- **Document segment**
####################
Every professional sports league has its share of players who make fans shake their heads with disgust. Whether it's trouble with the law, boorish behavior or underachieving performances, fans have been disappointed too many times.
Fans of the National Basketball Association often toss around a phrase that describes their feelings about player antics: Inmates are running the asylum.
The NBA has become a league in which many players are given too much control. Superstar players sign franchise crippling deals, earn millions in endorsements and become social media mavens.
In effect, they become more powerful than the teams that employ them. Players let that power go to their heads and teams can't afford not to put up with it. They have too much invested.
As a result players are allowed to do and say whatever they want, and still get paid. They might get paid, but their beloved image takes a major hit along the way.
Here are seven NBA players that, for different reasons, need a serious image rehab.
I know, he's not a player, but he's got some serious image rehabbing to do.
Michael Jordan is the greatest NBA player of all time. He was money when it mattered and dominated like no one else.
For that, he is almost universally loved as a player.
####################
(Dataset extracts labeled with boxes)
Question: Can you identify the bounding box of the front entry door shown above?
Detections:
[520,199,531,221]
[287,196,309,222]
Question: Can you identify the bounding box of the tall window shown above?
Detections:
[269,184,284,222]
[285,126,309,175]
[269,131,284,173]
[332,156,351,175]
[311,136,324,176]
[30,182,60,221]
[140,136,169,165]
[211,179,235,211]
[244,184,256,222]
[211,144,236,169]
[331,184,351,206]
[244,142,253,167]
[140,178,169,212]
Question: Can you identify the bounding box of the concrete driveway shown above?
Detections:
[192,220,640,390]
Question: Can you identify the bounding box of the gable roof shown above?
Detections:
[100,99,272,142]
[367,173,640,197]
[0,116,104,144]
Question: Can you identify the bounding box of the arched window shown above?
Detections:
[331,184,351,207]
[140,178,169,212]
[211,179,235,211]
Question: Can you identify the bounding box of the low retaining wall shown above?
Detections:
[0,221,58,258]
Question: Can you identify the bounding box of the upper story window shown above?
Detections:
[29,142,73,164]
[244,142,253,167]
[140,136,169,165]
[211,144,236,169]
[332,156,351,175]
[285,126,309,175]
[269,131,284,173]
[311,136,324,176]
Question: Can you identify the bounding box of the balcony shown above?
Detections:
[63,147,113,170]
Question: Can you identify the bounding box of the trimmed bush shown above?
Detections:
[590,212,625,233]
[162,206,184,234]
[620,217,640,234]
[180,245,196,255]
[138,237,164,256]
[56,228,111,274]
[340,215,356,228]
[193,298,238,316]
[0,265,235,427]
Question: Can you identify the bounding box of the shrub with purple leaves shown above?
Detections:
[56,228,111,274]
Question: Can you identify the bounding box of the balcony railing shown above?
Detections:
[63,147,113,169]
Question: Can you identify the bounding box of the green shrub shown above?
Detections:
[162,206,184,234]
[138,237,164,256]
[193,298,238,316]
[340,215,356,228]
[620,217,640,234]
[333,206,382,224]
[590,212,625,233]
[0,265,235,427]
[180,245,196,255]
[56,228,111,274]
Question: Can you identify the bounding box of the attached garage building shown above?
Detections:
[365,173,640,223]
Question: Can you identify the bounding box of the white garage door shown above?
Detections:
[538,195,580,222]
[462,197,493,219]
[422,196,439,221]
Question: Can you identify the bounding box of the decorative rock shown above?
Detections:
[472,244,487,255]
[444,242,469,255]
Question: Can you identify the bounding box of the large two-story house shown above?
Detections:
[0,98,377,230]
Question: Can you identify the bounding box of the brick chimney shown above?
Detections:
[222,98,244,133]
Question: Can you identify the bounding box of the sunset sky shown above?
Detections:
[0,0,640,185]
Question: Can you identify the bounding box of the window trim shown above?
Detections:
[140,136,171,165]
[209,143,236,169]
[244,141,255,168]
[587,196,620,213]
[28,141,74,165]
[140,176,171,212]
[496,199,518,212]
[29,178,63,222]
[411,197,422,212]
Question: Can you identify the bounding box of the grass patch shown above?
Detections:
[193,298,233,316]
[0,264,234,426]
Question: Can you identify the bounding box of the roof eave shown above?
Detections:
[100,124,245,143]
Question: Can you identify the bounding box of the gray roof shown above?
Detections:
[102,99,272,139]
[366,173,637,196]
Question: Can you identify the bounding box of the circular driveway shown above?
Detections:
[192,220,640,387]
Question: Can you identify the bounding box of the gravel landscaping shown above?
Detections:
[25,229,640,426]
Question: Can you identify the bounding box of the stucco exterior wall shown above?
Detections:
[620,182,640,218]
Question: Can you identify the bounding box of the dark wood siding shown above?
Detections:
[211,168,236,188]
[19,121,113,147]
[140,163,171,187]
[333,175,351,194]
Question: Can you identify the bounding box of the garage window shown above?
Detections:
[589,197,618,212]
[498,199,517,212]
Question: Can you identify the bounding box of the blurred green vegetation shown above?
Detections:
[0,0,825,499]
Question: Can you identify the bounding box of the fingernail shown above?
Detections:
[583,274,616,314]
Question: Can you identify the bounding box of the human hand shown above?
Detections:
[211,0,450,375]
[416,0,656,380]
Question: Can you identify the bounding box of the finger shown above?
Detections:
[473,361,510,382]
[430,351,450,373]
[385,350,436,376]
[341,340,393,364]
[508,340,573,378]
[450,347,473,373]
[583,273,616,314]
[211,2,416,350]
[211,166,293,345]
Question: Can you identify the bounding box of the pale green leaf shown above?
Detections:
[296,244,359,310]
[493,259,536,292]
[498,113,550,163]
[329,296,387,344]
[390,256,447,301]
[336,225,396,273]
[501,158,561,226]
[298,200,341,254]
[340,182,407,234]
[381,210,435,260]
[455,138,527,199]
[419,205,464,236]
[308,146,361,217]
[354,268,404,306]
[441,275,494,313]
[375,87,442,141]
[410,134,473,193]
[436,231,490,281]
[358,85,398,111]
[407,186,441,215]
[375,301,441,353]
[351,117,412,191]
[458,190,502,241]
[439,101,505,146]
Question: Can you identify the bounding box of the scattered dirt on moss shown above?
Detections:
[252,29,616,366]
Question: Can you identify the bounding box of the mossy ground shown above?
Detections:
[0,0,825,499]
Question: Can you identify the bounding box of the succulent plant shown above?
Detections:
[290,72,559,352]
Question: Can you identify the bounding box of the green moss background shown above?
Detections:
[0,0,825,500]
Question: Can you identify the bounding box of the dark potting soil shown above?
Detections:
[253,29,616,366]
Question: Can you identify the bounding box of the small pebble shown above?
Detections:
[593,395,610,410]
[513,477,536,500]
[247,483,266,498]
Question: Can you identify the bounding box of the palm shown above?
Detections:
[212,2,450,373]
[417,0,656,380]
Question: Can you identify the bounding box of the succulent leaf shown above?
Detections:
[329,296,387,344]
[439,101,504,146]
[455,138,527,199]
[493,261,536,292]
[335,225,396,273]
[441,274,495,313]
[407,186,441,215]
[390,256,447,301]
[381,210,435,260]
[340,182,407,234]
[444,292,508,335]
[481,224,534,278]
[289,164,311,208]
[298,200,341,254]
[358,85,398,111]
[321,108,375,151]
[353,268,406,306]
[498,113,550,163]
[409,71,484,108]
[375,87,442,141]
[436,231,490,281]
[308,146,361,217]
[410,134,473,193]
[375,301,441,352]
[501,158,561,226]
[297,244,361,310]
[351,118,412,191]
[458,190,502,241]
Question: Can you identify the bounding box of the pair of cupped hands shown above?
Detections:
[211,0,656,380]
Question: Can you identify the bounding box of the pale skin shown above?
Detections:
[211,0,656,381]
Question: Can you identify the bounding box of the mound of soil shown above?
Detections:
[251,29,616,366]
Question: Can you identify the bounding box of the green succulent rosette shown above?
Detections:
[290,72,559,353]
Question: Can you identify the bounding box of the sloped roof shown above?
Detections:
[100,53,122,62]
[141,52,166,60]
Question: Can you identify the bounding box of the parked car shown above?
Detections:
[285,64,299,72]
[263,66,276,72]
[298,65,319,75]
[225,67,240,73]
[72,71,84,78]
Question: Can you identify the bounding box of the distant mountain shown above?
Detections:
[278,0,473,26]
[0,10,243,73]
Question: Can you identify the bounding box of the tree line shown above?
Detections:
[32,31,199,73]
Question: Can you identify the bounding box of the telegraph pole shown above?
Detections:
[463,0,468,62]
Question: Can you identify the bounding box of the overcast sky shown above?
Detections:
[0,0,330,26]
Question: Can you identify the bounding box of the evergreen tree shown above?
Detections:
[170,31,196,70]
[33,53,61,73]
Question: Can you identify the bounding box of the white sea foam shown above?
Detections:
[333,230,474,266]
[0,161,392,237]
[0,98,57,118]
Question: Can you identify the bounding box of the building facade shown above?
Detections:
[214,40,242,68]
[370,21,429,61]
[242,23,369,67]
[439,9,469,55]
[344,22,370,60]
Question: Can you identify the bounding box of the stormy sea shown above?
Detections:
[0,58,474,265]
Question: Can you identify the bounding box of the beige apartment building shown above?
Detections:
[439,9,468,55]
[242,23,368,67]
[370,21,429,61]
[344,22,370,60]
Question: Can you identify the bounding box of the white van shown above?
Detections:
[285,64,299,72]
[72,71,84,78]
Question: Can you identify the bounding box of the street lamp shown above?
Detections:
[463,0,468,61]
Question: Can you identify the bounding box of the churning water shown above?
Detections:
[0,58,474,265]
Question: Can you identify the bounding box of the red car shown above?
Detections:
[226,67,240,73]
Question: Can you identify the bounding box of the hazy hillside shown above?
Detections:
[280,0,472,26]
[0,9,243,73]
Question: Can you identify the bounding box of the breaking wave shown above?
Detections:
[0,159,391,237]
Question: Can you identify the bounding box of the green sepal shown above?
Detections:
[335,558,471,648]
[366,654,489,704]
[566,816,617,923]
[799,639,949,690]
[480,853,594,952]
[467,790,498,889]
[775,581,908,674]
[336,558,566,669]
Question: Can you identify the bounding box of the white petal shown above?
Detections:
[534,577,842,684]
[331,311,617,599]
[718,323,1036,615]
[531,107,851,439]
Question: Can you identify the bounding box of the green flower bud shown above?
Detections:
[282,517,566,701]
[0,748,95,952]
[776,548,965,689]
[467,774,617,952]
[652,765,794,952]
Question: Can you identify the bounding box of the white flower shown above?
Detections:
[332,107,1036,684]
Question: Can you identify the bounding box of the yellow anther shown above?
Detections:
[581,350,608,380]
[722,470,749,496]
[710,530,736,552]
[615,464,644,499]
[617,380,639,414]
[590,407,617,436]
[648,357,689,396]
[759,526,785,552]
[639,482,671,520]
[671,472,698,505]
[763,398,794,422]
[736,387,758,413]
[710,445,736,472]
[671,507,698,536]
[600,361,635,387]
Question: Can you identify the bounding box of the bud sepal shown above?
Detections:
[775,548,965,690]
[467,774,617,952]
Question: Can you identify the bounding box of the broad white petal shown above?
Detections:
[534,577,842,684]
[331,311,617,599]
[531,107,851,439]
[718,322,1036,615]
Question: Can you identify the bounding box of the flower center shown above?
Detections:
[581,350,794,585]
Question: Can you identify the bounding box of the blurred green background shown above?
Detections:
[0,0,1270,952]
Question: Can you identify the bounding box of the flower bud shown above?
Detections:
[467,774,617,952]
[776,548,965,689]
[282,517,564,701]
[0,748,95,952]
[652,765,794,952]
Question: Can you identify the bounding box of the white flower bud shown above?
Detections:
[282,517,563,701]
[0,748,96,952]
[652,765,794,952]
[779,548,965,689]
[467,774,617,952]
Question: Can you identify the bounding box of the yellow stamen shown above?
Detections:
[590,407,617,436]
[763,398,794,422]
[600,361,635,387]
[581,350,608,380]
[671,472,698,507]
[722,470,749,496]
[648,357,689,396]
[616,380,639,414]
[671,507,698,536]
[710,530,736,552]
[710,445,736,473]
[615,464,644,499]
####################
- **Aim of the task**
Reproduce word for word the part of the NBA article starting at "Here are seven" and ending at "no one else.".

- **Answer to this task**
Here are seven NBA players that, for different reasons, need a serious image rehab.
I know, he's not a player, but he's got some serious image rehabbing to do.
Michael Jordan is the greatest NBA player of all time. He was money when it mattered and dominated like no one else.